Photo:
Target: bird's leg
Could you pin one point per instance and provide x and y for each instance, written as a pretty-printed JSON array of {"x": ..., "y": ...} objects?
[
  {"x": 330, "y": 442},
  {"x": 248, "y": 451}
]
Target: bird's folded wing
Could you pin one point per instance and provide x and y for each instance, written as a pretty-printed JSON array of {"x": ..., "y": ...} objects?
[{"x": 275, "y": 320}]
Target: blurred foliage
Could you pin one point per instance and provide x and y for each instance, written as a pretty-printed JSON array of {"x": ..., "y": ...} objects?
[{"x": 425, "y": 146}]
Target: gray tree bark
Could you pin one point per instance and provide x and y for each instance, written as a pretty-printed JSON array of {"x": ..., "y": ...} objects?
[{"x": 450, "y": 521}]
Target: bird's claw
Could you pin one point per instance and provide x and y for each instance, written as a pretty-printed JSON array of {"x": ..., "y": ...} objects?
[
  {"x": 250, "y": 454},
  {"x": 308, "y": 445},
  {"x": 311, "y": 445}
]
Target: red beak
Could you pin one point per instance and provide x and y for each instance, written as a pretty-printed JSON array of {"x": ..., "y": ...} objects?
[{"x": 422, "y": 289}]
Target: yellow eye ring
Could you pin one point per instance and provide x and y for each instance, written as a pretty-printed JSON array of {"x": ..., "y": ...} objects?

* **Work to be completed**
Please recast the lines from the one containing "Target: yellow eye ring" through the end of the records as a Markdown table with the columns Number and Text, one line per row and blank lines left out.

* **Result**
| Number | Text |
|---|---|
| 1 | Target: yellow eye ring |
| 2 | Could you pin one point per instance and provide x and y for each instance, written as a pretty-printed JSON array of {"x": ..., "y": ...} objects? |